**BRIEF A**
According to the communion reflection, how often does the writer's church have communion?
**BRIEF B**
Rewrite a portion of the communion reflection, beginning at the words "And I am grateful that at" and stopping after "posted these words.". Switch "faces" to "expressions" wherever it occurs in that span.
**BRIEF C**
Proceed with the communion reflection, continuing it from its final sentence.

This is my body given for you…remember me. This is my blood poured out for you…remember me.—Luke 22:19–20 (paraphrase)
Plastic crinkles and tears—harsh sounds in the stillness. None of us imagined that we’d one day be partaking of the Lord’s Supper from individually-packaged plastic cups. That we’d be pulling masks down to eat and drink.
But this is where we are in this moment.
And I am grateful that though the elements we consume may change, the significance of eating and drinking with Jesus has not.
And I am grateful that at my church we get to have communion every Sunday. In pandemics, we need to be reminded of Jesus’s death for us. And we need to be reminded of this—often. Because we forget. We look around at brothers and sisters that Jesus died for and we forget that he died for us too. We see specks of dust on the faces of our brothers and sisters, not realizing that we are covered with the shavings of an entire tree.
We see faces and we are reminded of the thousands of Facebook messages posted and words spilled about masks, vaccines, political candidates and parties, our governor, race, and hundreds of other things relating to these and other things. Careless words, foolish words, unthinking words, bitter words, prideful and arrogant words, angry words, condemning words. Our ears re-hear these words when we see the faces that spoke or posted these words.

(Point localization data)
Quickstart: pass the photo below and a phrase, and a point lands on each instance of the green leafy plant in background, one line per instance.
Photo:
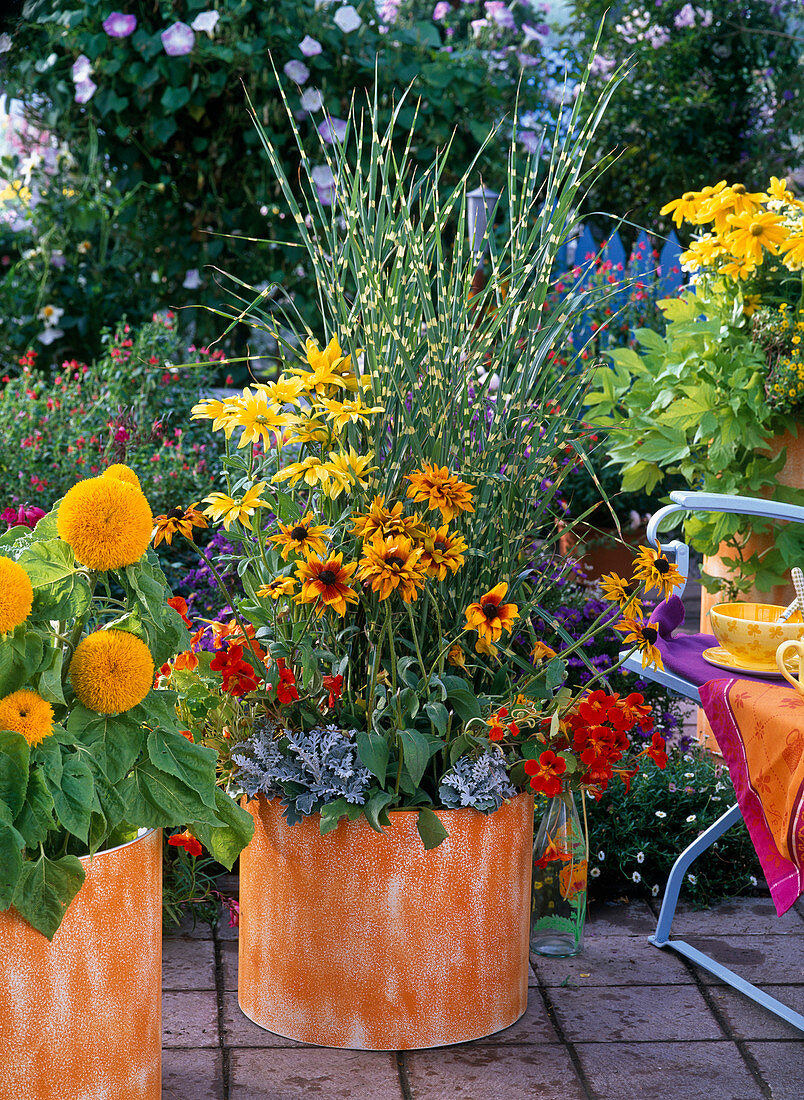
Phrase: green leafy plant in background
(636, 837)
(714, 92)
(160, 96)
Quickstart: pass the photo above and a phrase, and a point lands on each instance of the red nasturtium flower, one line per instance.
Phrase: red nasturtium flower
(334, 686)
(238, 675)
(546, 772)
(286, 684)
(186, 840)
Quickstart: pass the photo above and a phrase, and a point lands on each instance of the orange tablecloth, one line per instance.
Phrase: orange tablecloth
(759, 728)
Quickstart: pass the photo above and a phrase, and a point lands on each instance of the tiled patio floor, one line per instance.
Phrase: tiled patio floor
(624, 1021)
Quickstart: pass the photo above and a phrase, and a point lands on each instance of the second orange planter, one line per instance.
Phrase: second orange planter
(369, 942)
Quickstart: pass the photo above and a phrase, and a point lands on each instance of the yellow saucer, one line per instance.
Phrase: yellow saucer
(722, 659)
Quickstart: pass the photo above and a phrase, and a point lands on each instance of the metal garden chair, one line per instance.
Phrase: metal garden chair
(680, 552)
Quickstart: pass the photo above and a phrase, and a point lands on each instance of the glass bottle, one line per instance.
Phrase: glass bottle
(559, 884)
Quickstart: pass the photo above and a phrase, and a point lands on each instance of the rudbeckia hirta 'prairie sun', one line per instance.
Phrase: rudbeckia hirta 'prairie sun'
(15, 595)
(107, 523)
(301, 537)
(111, 671)
(26, 713)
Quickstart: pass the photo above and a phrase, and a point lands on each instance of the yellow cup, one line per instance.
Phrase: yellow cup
(786, 660)
(750, 631)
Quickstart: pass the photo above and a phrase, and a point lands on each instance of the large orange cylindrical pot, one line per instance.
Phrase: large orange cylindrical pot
(80, 1016)
(367, 942)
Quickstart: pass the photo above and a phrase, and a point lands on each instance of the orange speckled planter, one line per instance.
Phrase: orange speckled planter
(370, 942)
(80, 1016)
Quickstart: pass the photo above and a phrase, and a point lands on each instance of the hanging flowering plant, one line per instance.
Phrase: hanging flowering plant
(382, 495)
(90, 752)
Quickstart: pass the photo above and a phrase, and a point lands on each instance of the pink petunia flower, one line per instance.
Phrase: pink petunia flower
(310, 47)
(119, 25)
(178, 40)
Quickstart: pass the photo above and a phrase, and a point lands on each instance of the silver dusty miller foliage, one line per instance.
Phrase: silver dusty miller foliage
(481, 783)
(305, 769)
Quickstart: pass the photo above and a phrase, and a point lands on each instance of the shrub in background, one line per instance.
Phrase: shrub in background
(635, 837)
(715, 92)
(130, 406)
(162, 86)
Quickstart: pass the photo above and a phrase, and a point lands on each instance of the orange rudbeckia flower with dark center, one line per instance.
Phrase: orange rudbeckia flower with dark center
(489, 616)
(327, 583)
(643, 637)
(654, 571)
(393, 564)
(178, 521)
(443, 552)
(301, 537)
(441, 490)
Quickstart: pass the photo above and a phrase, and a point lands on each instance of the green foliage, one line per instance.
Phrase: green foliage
(717, 99)
(693, 404)
(635, 837)
(94, 779)
(173, 135)
(132, 405)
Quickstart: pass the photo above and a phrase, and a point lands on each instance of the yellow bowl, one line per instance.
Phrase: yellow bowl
(750, 631)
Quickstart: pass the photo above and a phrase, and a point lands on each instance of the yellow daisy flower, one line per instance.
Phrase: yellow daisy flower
(229, 509)
(301, 537)
(327, 583)
(391, 565)
(489, 616)
(441, 490)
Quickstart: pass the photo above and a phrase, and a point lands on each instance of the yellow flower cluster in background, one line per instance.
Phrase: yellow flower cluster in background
(746, 228)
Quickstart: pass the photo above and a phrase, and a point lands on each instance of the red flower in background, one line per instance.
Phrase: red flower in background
(238, 675)
(334, 686)
(546, 772)
(186, 840)
(286, 684)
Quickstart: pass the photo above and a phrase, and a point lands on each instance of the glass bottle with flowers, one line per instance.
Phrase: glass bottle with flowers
(585, 745)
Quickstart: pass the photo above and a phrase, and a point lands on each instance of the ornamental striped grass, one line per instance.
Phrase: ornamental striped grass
(393, 268)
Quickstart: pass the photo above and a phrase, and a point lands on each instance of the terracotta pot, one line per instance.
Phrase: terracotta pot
(601, 552)
(369, 942)
(80, 1015)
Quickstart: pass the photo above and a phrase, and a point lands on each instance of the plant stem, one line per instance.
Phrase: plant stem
(238, 617)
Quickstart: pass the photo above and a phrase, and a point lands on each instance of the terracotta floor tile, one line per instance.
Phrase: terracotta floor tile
(191, 1075)
(488, 1073)
(667, 1071)
(781, 1066)
(189, 1019)
(634, 1014)
(314, 1074)
(187, 964)
(610, 960)
(239, 1031)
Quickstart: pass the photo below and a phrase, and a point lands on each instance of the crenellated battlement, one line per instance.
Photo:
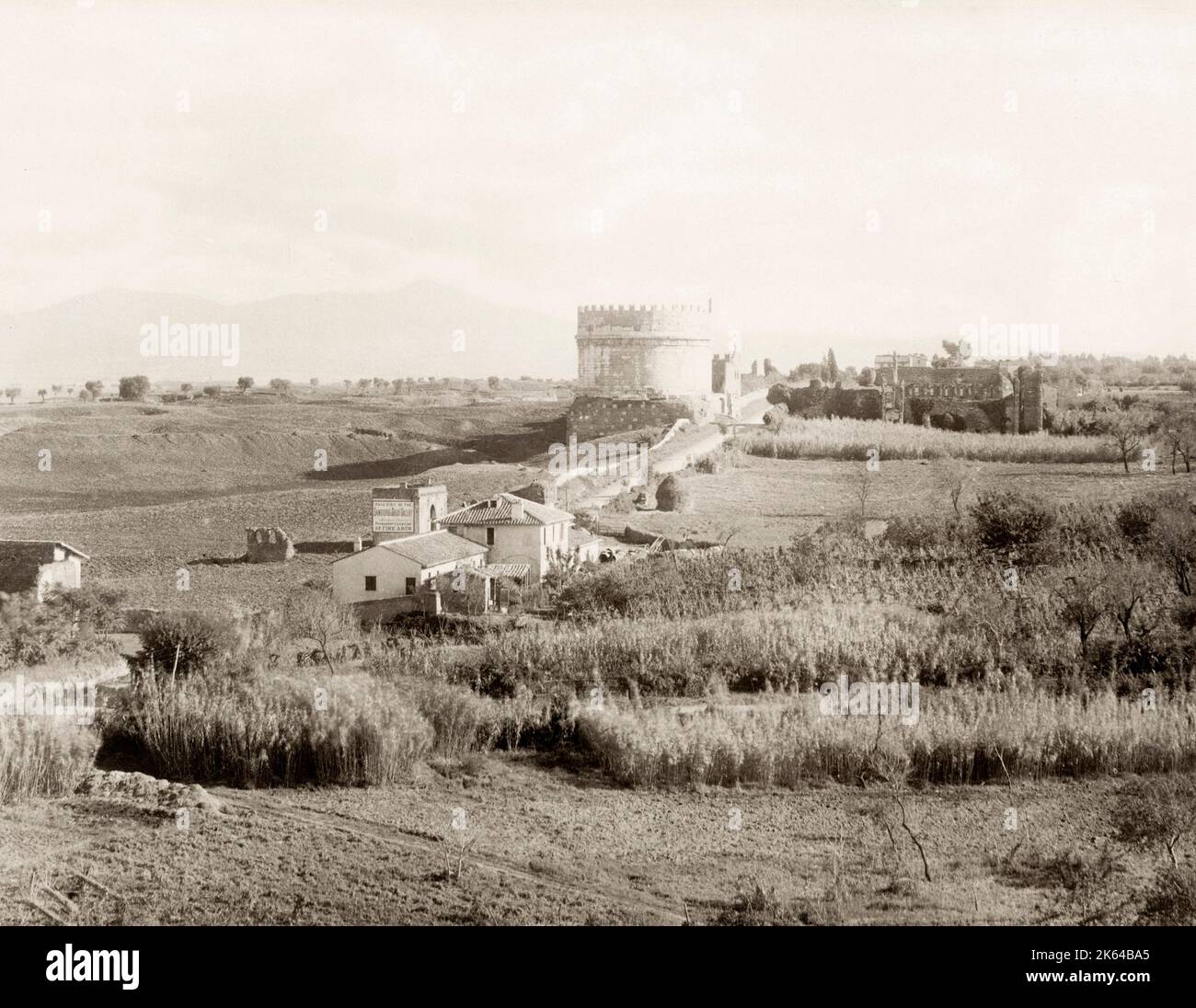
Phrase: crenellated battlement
(641, 309)
(665, 348)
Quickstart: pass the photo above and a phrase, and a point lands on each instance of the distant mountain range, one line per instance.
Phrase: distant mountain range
(419, 330)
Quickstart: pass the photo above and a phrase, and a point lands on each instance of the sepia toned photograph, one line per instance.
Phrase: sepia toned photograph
(676, 464)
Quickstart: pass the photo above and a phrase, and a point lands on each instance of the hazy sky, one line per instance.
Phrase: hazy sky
(859, 171)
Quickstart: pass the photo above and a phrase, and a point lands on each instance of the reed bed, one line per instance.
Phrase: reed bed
(961, 737)
(850, 441)
(276, 732)
(43, 756)
(781, 649)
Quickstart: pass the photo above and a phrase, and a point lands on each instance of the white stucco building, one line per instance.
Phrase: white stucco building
(514, 531)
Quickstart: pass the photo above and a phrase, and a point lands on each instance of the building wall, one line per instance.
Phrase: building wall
(625, 348)
(37, 567)
(66, 573)
(391, 570)
(429, 505)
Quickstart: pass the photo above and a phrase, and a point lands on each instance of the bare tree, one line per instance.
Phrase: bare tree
(1127, 430)
(316, 616)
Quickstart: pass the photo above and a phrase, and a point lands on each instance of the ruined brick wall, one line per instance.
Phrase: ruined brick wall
(949, 383)
(592, 417)
(268, 544)
(821, 401)
(627, 348)
(1033, 398)
(725, 373)
(973, 415)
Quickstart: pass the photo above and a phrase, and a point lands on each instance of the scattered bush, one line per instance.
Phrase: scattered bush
(1009, 519)
(673, 494)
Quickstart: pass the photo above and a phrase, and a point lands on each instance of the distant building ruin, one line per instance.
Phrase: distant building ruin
(268, 544)
(1017, 401)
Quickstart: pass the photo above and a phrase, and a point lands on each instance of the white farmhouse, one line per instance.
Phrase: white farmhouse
(514, 531)
(40, 566)
(398, 568)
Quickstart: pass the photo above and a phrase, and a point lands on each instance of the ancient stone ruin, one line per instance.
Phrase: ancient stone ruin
(268, 544)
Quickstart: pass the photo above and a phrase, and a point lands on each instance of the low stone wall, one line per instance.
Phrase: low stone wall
(973, 415)
(812, 402)
(592, 417)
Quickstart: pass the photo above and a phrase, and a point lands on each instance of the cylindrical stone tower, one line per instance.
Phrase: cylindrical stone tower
(632, 349)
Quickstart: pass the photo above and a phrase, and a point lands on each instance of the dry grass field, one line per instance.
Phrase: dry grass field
(765, 501)
(489, 793)
(550, 844)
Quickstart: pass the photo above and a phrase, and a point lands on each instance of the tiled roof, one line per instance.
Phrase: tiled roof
(20, 560)
(515, 572)
(499, 510)
(431, 549)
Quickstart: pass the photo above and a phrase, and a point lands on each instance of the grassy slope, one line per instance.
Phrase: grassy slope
(572, 849)
(144, 493)
(765, 501)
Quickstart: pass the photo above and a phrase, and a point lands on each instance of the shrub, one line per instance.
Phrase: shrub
(1008, 519)
(1159, 811)
(673, 495)
(134, 387)
(1171, 900)
(1135, 518)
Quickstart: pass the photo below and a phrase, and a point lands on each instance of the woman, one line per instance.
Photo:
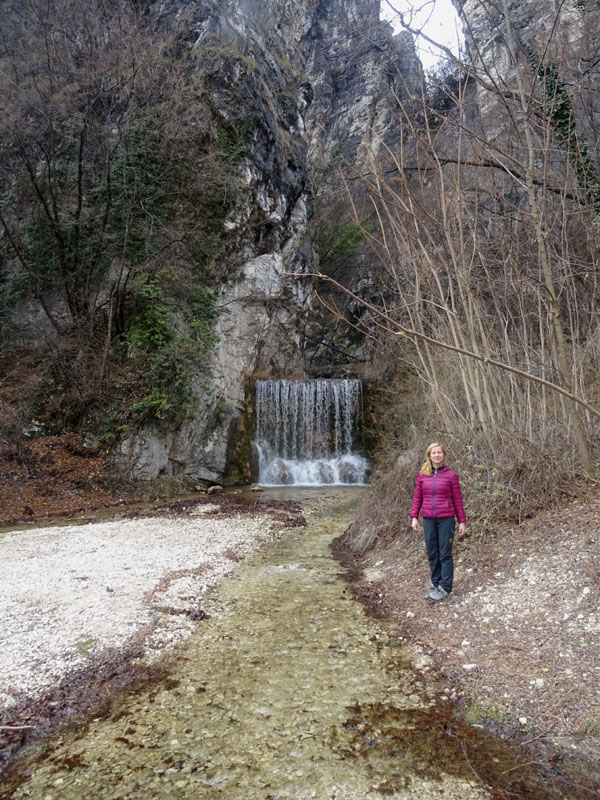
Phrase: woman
(439, 499)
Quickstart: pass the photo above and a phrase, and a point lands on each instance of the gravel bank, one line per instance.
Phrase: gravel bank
(70, 594)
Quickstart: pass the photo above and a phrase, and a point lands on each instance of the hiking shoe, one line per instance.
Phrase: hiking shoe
(436, 594)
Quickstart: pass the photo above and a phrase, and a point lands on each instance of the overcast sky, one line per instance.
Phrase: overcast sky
(438, 19)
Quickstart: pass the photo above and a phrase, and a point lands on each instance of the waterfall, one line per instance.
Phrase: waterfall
(304, 432)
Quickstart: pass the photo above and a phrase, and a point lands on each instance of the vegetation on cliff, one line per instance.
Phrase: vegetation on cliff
(117, 177)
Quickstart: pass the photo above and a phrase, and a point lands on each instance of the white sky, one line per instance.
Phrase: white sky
(437, 18)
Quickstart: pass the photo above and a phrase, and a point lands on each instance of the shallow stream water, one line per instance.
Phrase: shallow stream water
(288, 691)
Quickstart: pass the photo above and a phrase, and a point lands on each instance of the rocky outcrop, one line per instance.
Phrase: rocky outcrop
(310, 82)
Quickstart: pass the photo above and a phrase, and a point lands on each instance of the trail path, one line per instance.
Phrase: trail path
(287, 691)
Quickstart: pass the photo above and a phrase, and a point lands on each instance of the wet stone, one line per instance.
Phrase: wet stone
(297, 701)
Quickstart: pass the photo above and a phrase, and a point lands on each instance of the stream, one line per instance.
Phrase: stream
(288, 690)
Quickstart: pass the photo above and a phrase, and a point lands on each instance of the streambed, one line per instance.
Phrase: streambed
(287, 691)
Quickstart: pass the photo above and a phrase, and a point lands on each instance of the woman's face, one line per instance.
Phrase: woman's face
(437, 457)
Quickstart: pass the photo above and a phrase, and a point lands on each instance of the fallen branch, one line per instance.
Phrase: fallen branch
(402, 330)
(16, 727)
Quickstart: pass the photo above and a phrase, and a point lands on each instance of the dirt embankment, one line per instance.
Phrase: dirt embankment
(518, 641)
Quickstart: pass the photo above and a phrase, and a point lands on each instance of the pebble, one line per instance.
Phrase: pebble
(50, 615)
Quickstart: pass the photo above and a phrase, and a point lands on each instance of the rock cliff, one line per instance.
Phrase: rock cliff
(310, 82)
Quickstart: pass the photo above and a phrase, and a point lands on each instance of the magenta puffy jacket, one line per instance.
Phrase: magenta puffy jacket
(438, 495)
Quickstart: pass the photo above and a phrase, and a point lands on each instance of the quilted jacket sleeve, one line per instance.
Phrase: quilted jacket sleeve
(417, 497)
(457, 499)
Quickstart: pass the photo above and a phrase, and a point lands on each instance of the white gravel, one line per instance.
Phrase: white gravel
(69, 593)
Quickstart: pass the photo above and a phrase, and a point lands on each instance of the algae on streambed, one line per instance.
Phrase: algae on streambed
(290, 691)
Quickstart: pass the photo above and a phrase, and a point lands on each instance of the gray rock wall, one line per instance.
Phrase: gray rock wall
(314, 78)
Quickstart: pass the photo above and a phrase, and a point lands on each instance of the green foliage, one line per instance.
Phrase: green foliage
(165, 357)
(484, 491)
(337, 241)
(445, 85)
(559, 110)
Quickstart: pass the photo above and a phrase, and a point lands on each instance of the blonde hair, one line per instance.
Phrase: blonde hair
(427, 467)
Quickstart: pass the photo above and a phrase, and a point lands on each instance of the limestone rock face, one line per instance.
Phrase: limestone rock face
(565, 35)
(306, 79)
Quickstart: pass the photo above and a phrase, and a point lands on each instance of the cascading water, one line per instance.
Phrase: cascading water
(304, 432)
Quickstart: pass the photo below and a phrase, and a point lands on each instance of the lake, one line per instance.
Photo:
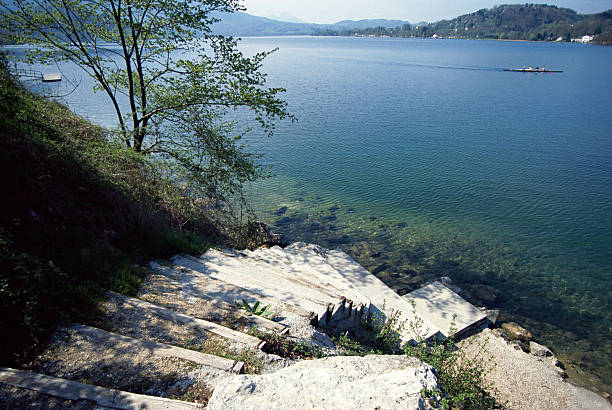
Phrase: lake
(423, 158)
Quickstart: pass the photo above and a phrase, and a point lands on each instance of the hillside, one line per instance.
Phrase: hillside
(508, 22)
(78, 214)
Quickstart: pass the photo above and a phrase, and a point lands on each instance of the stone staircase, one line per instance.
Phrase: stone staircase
(183, 334)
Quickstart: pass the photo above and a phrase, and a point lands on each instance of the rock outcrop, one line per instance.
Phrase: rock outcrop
(528, 380)
(386, 382)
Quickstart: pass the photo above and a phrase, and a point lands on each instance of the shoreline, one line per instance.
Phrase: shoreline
(380, 262)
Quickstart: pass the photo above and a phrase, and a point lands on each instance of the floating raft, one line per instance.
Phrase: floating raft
(47, 78)
(532, 70)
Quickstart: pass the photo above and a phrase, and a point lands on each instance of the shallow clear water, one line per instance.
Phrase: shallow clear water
(450, 166)
(447, 165)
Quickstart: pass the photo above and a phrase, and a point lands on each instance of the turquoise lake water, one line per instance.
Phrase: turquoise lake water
(435, 157)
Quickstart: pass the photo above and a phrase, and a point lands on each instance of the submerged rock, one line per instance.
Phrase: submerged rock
(281, 211)
(388, 382)
(485, 294)
(513, 331)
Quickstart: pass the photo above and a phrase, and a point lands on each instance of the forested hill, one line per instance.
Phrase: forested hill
(511, 22)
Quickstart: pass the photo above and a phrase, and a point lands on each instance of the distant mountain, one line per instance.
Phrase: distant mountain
(512, 22)
(361, 24)
(243, 24)
(285, 17)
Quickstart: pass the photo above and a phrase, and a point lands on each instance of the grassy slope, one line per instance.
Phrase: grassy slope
(77, 214)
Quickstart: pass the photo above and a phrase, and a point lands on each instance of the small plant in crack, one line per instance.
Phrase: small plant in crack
(256, 309)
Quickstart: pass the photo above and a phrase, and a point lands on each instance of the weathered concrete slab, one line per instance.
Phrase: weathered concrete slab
(371, 382)
(305, 259)
(157, 349)
(220, 266)
(183, 298)
(445, 309)
(71, 390)
(191, 321)
(201, 285)
(380, 295)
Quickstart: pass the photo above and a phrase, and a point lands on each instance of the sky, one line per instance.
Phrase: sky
(331, 11)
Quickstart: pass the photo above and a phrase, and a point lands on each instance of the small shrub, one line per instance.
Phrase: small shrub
(256, 310)
(282, 346)
(462, 378)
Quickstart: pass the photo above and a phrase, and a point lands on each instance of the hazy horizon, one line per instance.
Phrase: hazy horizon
(323, 11)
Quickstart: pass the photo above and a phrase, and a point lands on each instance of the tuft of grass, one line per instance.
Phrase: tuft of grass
(282, 346)
(256, 309)
(462, 379)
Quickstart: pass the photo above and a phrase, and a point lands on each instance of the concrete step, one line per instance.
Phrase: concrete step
(109, 339)
(71, 390)
(201, 285)
(163, 290)
(264, 261)
(381, 295)
(307, 259)
(446, 310)
(233, 267)
(205, 325)
(277, 256)
(225, 268)
(270, 277)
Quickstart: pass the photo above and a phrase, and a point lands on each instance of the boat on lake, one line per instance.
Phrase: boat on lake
(532, 70)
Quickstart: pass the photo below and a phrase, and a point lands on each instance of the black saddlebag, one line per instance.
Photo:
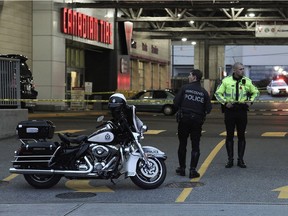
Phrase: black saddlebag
(35, 129)
(35, 154)
(37, 148)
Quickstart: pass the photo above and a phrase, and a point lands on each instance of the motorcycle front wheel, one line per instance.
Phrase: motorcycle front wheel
(151, 175)
(42, 181)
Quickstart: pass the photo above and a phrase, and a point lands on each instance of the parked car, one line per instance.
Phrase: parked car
(277, 87)
(154, 101)
(27, 88)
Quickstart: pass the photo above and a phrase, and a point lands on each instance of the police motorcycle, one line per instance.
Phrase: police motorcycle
(113, 150)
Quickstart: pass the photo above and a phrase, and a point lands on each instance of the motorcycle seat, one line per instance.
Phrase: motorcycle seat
(72, 139)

**RESPONSE BOX A**
Every Sunday.

**RESPONSE BOX B**
And I am grateful that at my church we get to have communion every Sunday. In pandemics, we need to be reminded of Jesus’s death for us. And we need to be reminded of this—often. Because we forget. We look around at brothers and sisters that Jesus died for and we forget that he died for us too. We see specks of dust on the expressions of our brothers and sisters, not realizing that we are covered with the shavings of an entire tree.
We see expressions and we are reminded of the thousands of Facebook messages posted and words spilled about masks, vaccines, political candidates and parties, our governor, race, and hundreds of other things relating to these and other things. Careless words, foolish words, unthinking words, bitter words, prideful and arrogant words, angry words, condemning words. Our ears re-hear these words when we see the expressions that spoke or posted these words.

**RESPONSE BOX C**
And in these moments, our hearts do funny things to us. We become angry and bitter all over again at these people that Jesus died for, forgetting that he also died for us.
So we must come to this Table week after week, because we need forgiveness week after week. We need to confess to our Savior week after week—our unforgiveness that we thought we’d worked through, the bitterness that we thought was gone, the anger that we thought we had moved past. We need Jesus. And we need him so very often and so very much.
My pastor tells us to not take the elements if we are harboring bitterness against someone in the church—and we need to be reminded of this every week because we forget.
We forget that Jesus’s body was broken for us—for me. We forget that his blood was poured out for each one of us. Jesus didn’t die only for the sinners in our congregations that disagree with us or have been particularly difficult this past year.
He died for me.
As he was dying 2000 years ago, he knew that 2020 was coming. He knew COVID–19 was coming and he died for me and my sinful responses and actions during this pandemic. He died for my unforgiveness so I could be forgiven. He died for my bitterness so I could be healed. He died for my anger so I could have peace. He died for my exclusion so I could be included.
He was given for me, so that I can be given for others. He was broken for me, so that my heart can break wide open for others. He loved me first, so I can love others. His heart is always for me, so my heart can be for his church.
So when I hear the words Jesus spoke on his last evening with his disciples, I hear them for me. And I remember that he came for me.